(Referring expression pointing data)

▽

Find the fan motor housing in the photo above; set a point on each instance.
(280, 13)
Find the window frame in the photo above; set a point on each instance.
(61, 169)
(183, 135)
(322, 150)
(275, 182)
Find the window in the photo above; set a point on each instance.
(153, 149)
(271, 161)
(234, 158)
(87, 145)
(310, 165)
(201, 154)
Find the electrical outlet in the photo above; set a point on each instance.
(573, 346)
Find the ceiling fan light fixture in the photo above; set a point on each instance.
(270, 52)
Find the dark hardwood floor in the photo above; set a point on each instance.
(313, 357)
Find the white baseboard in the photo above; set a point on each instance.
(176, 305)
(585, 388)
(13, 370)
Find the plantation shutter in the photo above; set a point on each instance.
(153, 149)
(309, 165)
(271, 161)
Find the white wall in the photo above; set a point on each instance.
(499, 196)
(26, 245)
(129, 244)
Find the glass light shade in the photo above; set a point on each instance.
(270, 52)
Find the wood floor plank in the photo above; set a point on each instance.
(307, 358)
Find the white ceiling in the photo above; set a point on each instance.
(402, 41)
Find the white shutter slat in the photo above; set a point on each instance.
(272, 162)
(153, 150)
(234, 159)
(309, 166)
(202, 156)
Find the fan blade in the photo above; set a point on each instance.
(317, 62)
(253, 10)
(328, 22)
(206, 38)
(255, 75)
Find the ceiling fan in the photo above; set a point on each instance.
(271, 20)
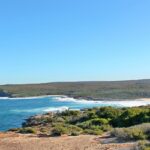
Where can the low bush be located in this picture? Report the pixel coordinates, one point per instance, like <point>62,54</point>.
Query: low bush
<point>93,132</point>
<point>139,132</point>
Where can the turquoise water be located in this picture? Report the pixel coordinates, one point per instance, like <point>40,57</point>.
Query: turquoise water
<point>13,112</point>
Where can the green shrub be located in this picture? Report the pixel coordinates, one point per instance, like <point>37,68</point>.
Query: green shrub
<point>27,130</point>
<point>93,132</point>
<point>58,131</point>
<point>138,132</point>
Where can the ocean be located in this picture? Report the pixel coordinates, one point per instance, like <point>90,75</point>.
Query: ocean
<point>14,111</point>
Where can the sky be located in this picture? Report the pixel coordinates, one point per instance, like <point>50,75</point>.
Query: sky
<point>74,40</point>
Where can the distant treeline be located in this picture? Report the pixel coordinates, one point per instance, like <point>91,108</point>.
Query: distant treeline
<point>88,90</point>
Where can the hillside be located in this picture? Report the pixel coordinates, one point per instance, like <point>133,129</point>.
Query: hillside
<point>89,90</point>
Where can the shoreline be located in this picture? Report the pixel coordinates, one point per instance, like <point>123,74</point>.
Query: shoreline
<point>75,97</point>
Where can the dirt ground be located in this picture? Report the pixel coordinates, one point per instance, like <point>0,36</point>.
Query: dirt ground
<point>12,141</point>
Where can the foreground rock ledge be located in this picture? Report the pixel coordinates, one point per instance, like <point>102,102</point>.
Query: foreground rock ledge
<point>13,141</point>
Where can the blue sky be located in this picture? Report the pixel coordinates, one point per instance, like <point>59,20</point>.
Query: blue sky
<point>74,40</point>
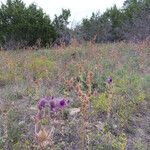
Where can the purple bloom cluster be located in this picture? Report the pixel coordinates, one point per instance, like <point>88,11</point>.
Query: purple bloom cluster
<point>53,103</point>
<point>109,80</point>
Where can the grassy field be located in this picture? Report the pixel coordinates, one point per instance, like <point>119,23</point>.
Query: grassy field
<point>89,96</point>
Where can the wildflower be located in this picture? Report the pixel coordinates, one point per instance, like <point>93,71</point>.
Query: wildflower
<point>52,105</point>
<point>57,104</point>
<point>42,135</point>
<point>109,80</point>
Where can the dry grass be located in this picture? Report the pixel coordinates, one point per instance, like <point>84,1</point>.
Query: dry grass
<point>109,114</point>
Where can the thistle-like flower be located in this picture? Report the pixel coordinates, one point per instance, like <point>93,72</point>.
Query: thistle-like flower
<point>109,80</point>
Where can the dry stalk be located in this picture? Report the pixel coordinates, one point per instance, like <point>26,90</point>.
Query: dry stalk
<point>85,101</point>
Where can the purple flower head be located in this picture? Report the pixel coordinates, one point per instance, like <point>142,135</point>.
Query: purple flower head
<point>52,105</point>
<point>41,103</point>
<point>62,103</point>
<point>109,80</point>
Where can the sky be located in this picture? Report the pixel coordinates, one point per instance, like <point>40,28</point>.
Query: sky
<point>79,8</point>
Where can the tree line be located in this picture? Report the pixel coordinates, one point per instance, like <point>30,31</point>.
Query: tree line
<point>22,26</point>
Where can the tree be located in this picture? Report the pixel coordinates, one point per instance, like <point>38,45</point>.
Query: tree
<point>60,24</point>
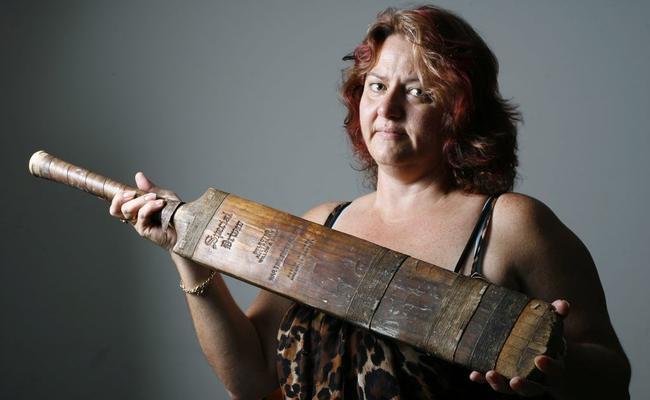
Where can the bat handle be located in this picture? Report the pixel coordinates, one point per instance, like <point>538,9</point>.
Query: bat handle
<point>46,166</point>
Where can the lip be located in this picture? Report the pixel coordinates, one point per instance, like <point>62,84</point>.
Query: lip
<point>389,133</point>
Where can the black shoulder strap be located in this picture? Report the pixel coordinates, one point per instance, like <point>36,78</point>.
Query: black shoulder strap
<point>335,214</point>
<point>479,252</point>
<point>476,238</point>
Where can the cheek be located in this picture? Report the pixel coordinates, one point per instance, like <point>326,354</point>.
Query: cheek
<point>365,116</point>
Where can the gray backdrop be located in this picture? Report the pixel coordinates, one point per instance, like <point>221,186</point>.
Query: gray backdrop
<point>243,97</point>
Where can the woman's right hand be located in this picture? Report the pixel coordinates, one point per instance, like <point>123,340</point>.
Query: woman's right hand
<point>140,210</point>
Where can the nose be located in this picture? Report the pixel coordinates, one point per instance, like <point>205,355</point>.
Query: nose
<point>391,106</point>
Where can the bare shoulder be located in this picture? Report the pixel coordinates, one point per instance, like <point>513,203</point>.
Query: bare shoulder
<point>318,214</point>
<point>548,259</point>
<point>529,228</point>
<point>516,212</point>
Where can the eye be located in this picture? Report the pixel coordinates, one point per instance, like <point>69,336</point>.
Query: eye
<point>376,87</point>
<point>416,92</point>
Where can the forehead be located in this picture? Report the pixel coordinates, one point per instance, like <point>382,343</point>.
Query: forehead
<point>395,56</point>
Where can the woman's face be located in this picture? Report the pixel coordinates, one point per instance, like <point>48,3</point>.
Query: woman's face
<point>399,122</point>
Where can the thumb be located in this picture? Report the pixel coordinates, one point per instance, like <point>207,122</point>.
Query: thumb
<point>144,183</point>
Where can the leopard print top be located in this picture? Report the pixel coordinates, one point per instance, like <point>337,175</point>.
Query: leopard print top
<point>322,357</point>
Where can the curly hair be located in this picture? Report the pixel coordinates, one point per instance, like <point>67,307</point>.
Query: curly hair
<point>459,72</point>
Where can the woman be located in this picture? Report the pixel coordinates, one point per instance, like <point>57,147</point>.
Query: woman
<point>426,120</point>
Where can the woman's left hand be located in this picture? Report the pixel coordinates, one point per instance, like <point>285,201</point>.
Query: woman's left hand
<point>554,370</point>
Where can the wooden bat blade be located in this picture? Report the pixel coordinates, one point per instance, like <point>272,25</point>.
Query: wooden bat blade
<point>459,319</point>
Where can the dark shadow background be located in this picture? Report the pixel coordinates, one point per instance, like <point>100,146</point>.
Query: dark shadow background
<point>243,97</point>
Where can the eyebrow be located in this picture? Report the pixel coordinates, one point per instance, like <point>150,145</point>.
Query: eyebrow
<point>413,78</point>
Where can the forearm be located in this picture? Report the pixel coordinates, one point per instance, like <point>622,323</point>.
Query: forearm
<point>594,371</point>
<point>226,335</point>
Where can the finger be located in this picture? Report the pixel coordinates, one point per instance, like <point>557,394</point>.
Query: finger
<point>498,382</point>
<point>561,307</point>
<point>131,207</point>
<point>477,377</point>
<point>117,201</point>
<point>525,387</point>
<point>145,212</point>
<point>550,366</point>
<point>144,183</point>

△

▶ [Assignment]
If a record holds a picture, leave the picture out, but repeat every line exactly.

▶ [Exercise solution]
Find the fan motor housing in the photo above; set a point on each instance.
(280, 13)
Find the window frame in the photo above; set a point on each instance.
(61, 169)
(183, 135)
(322, 150)
(275, 182)
Find the window in the photo above; set a point on each instance.
(153, 149)
(271, 161)
(234, 158)
(87, 145)
(310, 165)
(201, 154)
Find the electrical outlet in the photo above; set a point on each instance.
(573, 346)
Find the ceiling fan light fixture in the photo above; set a point on each instance.
(270, 52)
Find the dark hardwood floor in the photo above; set a point on each instance.
(313, 357)
Find the white baseboard in the photo above; set a point on each instance.
(176, 305)
(585, 388)
(13, 370)
Find the plantation shutter in the photo above; set a point on each instance.
(153, 149)
(309, 165)
(271, 161)
Find the white wall in the photo above; set a point on each instance.
(499, 196)
(26, 245)
(129, 244)
Find the glass light shade in the photo above; set a point on each instance.
(270, 52)
Find the wood floor plank in the photo above; set a point on each instance.
(307, 358)
Find the white ceiling in the photo above; set a point on each instance.
(402, 41)
Find the white shutter slat in the photo above; set a point on each instance.
(272, 162)
(153, 150)
(234, 159)
(309, 166)
(202, 156)
Find the fan blade in the photo above; set a point on each instance.
(317, 62)
(253, 10)
(328, 22)
(206, 38)
(255, 75)
Find the ceiling fan in the photo above; set a point on each instance.
(271, 20)
Where can the low bush be located in this picture? Report the pixel coordinates, one point per instance, like <point>62,54</point>.
Query: low bush
<point>93,132</point>
<point>139,132</point>
Where can the turquoise water be located in this picture? Report the pixel coordinates, one point per instance, like <point>40,57</point>.
Query: turquoise water
<point>13,112</point>
Where can the green shrub be located in this picture? Report the pixel coordinates, one point per instance, like <point>37,68</point>.
Query: green shrub
<point>27,130</point>
<point>93,132</point>
<point>58,131</point>
<point>138,132</point>
Where can the ocean be located in this picture? Report the pixel coordinates, one point per instance, like <point>90,75</point>.
Query: ocean
<point>14,111</point>
Where can the sky be located in this picture? Report the pixel coordinates, one point per instance, like <point>50,75</point>.
Query: sky
<point>74,40</point>
Where can the distant treeline be located in this picture? Report the pixel coordinates, one point per instance, like <point>91,108</point>.
Query: distant treeline
<point>88,90</point>
Where can the hillside be located in this picture? Report the pixel coordinates, one point per instance, like <point>133,129</point>.
Query: hillside
<point>89,90</point>
Where can the shoreline be located in this picture? Report the pixel coordinates, one point per instance, like <point>123,74</point>.
Query: shoreline
<point>75,97</point>
Where can the dirt ground be located in this picture? Report the pixel coordinates, one point per instance, like <point>0,36</point>.
Query: dirt ground
<point>12,141</point>
Where can the foreground rock ledge be located in this picture? Report the pixel coordinates, one point per instance, like <point>102,102</point>.
Query: foreground rock ledge
<point>13,141</point>
Where can the blue sky be located in this picture? Report the pixel coordinates, one point per instance, like <point>59,20</point>.
Query: blue sky
<point>74,40</point>
Where can the purple bloom cluster be located in this picture? Report the pixel coordinates, one point per instance, like <point>88,11</point>.
Query: purple bloom cluster
<point>53,103</point>
<point>109,80</point>
Where can the grassy field be located in this picture? Report the pixel coordinates, one point per instance, like <point>119,23</point>.
Query: grassy field
<point>89,96</point>
Where can the wildflower be located in this picture? Report the pixel coordinates, one point per instance, like <point>93,71</point>.
Query: wildflower
<point>52,105</point>
<point>57,104</point>
<point>42,135</point>
<point>109,80</point>
Where can the dry grass be located in this picture? Report the pixel coordinates, one point per instance, like <point>84,1</point>.
Query: dry grass
<point>109,114</point>
Where can the thistle-like flower be located in this picture? Report the pixel coordinates, one point per instance, like <point>93,72</point>.
Query: thistle-like flower
<point>109,80</point>
Where can the dry stalk be located in this picture? Report the pixel coordinates, one point per instance, like <point>26,90</point>.
Query: dry stalk
<point>85,101</point>
Where can the purple flower head be located in this picture? Report the pixel coordinates, one point per instance, like <point>142,135</point>.
Query: purple flower head
<point>52,105</point>
<point>41,103</point>
<point>62,103</point>
<point>109,80</point>
Where can the sky be located in this picture? Report the pixel coordinates, one point per instance, like <point>40,28</point>.
Query: sky
<point>79,8</point>
Where can the tree line be located in this picture? Report the pixel coordinates, one point per instance, like <point>30,31</point>.
Query: tree line
<point>22,26</point>
Where can the tree be located in this picture? Report the pixel coordinates, one point per instance, like <point>38,45</point>.
Query: tree
<point>60,24</point>
Where can the bat handle be located in this picture? Report the pixel coordinates, one point per instance, like <point>538,9</point>.
Query: bat handle
<point>46,166</point>
Where can the lip be located in this picture? Report the pixel coordinates, one point per instance, like <point>62,84</point>.
Query: lip
<point>389,133</point>
Where can the black shoulder strap be located in this picture? Report the pixel coordinates, one point per instance, like <point>36,78</point>.
Query: black shoulder strap
<point>335,214</point>
<point>479,252</point>
<point>476,238</point>
Where can the cheek be located in this picture? Report the pixel coordinates, one point per instance, like <point>326,354</point>.
Query: cheek
<point>365,116</point>
Where can the gray backdrop be located in this picture? Report the pixel coordinates, one point per instance, like <point>221,186</point>.
Query: gray backdrop
<point>243,97</point>
Where can the woman's right hand be located in this picture? Report the pixel coordinates, one point per instance, like <point>123,340</point>.
Query: woman's right hand
<point>140,210</point>
Where can the nose be located in this picture? Report the pixel coordinates, one point per instance, like <point>205,355</point>.
Query: nose
<point>391,106</point>
Where can the bare shoulder be located in this picture? Report the pixel coordinates, one point per instance, like <point>513,203</point>.
Query: bare shoulder
<point>318,214</point>
<point>548,259</point>
<point>529,228</point>
<point>516,212</point>
Where can the eye be located in this picture? Report the pixel coordinates, one point per instance, like <point>69,336</point>.
Query: eye
<point>376,87</point>
<point>416,92</point>
Where can the forehead be located in this picture? Report the pixel coordinates, one point per instance, like <point>382,343</point>.
Query: forehead
<point>395,56</point>
Where can the woman's face be located in this picture? Report the pixel coordinates, one point per instance, like <point>48,3</point>.
Query: woman's face
<point>399,122</point>
Where can the thumb be located in this picture? Report the pixel coordinates, one point per instance, like <point>207,122</point>.
Query: thumb
<point>144,183</point>
Where can the leopard print top be located in this picture? Report the pixel coordinates, one point per instance, like <point>337,175</point>.
Query: leopard print top
<point>322,357</point>
Where can the curly hair be located in this picture? Report the pixel coordinates, one point per instance, like <point>67,307</point>.
Query: curly hair
<point>459,72</point>
Where can the woman be located in this picture? Report the pixel coordinates, one point per instance, like <point>57,147</point>.
Query: woman
<point>426,120</point>
Where can the woman's left hand be located in this picture? Report the pixel coordinates, one point per instance, like <point>285,201</point>.
Query: woman's left hand
<point>554,370</point>
Where can the wooden bat blade be located in this picture? Report the pixel coordinates, one point per instance, like <point>272,25</point>.
Query: wooden bat blade
<point>459,319</point>
Where can the dark shadow background be located in this picture? Report the pixel coordinates, one point per instance, like <point>100,146</point>.
Query: dark shadow background
<point>243,97</point>
Where can the eyebrow be located in this picture? Report the pixel coordinates, one point per instance, like <point>150,145</point>.
Query: eyebrow
<point>413,78</point>
Where can the forearm be located in this picture? Report the pixel coordinates, one point per instance, like <point>622,323</point>.
Query: forearm
<point>594,371</point>
<point>226,335</point>
Where can the finger be located in this picture? Report the pixel coordinates, one point per instance, like <point>557,394</point>.
Query: finger
<point>498,382</point>
<point>561,307</point>
<point>131,207</point>
<point>477,377</point>
<point>117,201</point>
<point>525,387</point>
<point>145,212</point>
<point>550,366</point>
<point>144,183</point>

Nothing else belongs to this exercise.